PROBLEM DESCRIPTION. Extract every line of the records that contains the word "child", matching case exactly.
..........
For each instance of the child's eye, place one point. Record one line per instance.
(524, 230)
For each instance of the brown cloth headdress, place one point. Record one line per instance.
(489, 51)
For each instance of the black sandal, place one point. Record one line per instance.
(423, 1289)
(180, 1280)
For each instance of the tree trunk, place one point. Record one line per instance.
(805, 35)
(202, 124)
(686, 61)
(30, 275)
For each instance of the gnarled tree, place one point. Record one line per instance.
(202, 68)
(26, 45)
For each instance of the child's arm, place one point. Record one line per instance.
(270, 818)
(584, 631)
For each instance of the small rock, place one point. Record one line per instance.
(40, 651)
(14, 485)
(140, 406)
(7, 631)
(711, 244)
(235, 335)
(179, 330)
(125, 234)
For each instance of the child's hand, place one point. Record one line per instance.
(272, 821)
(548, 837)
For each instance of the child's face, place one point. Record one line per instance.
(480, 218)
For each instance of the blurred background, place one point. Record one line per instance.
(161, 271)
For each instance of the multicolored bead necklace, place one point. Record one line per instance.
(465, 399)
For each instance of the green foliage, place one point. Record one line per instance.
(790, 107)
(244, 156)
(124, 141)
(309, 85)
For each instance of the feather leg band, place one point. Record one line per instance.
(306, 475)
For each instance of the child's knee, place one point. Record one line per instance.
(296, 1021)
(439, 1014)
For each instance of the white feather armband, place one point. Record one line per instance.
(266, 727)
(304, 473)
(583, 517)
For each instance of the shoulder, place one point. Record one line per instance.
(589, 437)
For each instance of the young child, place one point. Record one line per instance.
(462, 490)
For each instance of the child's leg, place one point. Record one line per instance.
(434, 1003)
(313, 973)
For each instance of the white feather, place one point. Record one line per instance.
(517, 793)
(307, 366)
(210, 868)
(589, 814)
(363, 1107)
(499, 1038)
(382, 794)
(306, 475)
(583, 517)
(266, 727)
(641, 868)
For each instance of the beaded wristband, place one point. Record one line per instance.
..........
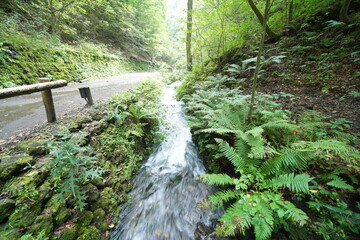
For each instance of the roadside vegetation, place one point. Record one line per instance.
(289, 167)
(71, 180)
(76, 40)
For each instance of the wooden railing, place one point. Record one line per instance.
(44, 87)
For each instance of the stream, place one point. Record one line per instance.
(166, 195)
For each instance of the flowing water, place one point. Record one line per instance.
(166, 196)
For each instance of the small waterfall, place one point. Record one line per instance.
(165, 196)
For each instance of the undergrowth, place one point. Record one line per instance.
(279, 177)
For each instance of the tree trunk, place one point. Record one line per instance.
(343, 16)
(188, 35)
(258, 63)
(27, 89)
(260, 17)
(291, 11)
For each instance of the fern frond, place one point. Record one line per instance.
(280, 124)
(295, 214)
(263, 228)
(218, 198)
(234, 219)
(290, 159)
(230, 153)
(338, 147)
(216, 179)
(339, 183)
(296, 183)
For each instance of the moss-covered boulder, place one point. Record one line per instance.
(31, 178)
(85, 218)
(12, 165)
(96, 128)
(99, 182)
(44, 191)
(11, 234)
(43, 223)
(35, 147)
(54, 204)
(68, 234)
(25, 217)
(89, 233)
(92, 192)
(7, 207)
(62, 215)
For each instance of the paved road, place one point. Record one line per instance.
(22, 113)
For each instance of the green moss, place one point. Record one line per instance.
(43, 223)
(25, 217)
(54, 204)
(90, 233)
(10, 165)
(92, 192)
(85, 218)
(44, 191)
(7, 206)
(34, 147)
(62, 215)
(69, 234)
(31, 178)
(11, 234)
..........
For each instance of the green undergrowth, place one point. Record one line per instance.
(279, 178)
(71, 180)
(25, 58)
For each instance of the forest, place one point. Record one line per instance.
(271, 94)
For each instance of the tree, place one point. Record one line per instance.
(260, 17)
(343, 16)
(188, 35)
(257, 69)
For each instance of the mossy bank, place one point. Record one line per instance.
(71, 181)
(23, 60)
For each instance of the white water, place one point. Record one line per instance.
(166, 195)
..........
SOLUTION BELOW.
For each instance of the child's eye, place one point. Record one line per instance.
For each instance of the child's arm, place one point. Record one line per instance.
For each instance of the child's hand, place one point. Record one line per instance.
For each instance of the child's face, place one point. Record one line per instance.
For each instance of the child's knee, place one point. Record one line per instance.
For each instance of the young child, place one point. Record one line per instance.
For each instance of the child's leg, place one point. Record one line per instance.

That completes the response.